*WHAT IS EXPECTED*.
Reproduce each line exactly. Skip none.

[Data records]
* Begin *

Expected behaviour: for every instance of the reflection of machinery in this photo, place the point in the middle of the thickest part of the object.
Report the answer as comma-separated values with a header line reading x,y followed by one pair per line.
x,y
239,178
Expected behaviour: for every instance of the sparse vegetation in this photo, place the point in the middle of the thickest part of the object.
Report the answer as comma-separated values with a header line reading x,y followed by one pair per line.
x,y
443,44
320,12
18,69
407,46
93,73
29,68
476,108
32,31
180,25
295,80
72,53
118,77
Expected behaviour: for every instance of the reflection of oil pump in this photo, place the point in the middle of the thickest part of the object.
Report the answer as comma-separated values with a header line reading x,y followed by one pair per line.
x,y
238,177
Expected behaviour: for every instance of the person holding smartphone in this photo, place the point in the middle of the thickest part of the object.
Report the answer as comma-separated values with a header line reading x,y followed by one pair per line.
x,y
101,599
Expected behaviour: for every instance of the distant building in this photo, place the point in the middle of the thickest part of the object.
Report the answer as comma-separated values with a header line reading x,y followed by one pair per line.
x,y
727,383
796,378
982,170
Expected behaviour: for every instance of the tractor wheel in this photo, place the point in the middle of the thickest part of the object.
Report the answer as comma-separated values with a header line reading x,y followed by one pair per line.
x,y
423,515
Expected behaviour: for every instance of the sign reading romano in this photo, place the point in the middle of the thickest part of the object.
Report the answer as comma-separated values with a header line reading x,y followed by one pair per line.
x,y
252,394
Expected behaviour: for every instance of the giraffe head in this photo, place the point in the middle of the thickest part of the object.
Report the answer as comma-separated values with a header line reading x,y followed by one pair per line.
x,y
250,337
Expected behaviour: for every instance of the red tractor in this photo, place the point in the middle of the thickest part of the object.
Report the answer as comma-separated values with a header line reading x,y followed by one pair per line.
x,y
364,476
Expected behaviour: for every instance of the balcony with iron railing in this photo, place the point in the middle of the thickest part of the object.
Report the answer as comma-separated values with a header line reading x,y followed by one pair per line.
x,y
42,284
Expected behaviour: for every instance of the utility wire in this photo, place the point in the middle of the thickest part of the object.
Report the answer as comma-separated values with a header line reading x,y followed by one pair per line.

* End *

*RESPONSE*.
Expected behaviour: for every instance of the reflection of machinery in this photo, place the point in the middle of the thickest part of the object.
Report the answer as comma-separated values with a header line reading x,y followed by one pair per line.
x,y
239,178
Expected behaviour: for every instance of the sparse vegetation in this photo, place the point in the middle of the thickest part of the object.
Report the answer as comma-separated values with a header line reading x,y followed by one pair per line.
x,y
443,44
320,12
18,69
407,46
93,73
29,68
476,108
32,31
180,25
295,80
72,53
118,77
Expected behaviour: for every instance of the reflection of oil pump in this photo, place the point in the middle of the thickest part of the object.
Report the answer as comma-separated values with a header line reading x,y followed by one pair per line.
x,y
238,177
Expected behaviour: for every instance of the person holding smartphone in this photo, place the point in the middle of the thickest part of the object.
Report the answer as comma-separated values with a header line reading x,y followed by one pair per line.
x,y
101,599
Expected behaviour: for every instance of the distant building in this photo, place the point in the middle of the thickest part of the object.
Report the answer as comma-separated values with a header line reading x,y followed by one pair per line.
x,y
727,383
796,378
982,170
Expected behaviour: for every instance of the tractor wheel in this photo, place the point in the middle of the thickest part of the object.
Report the answer as comma-separated values with a header line reading x,y followed by one pair per line.
x,y
423,515
Expected behaviour: for every instance of the sign reading romano in this photo, place the point in the middle of the thickest part of the object.
Report the answer as comma-separated values with a header line reading x,y followed by one pair per line.
x,y
252,394
Expected behaviour: for every instance of the giraffe head in this photo, place the point in the middle of the thickest part of the object.
Report the answer as comma-separated values with a header line reading x,y followed by one pair per line.
x,y
250,337
Expected behaviour: for every instance of the red tractor in this photo, place the point in the middle of the thickest part of the object.
Report the answer as comma-separated values with a header line reading x,y followed by one pair per line.
x,y
364,476
Expected behaviour: for every instance of the balcony with iron railing in this photo, place the point in the middle of the thickest part of the object.
Report the answer as comma-separated values with a header line reading x,y followed by one pair per line.
x,y
42,284
Expected behaviour: for every instance of the utility wire in this photo, place the point in the middle of the thickest part of the object.
Report the answer as comma-separated values with a header line reading x,y followed by one pair per line.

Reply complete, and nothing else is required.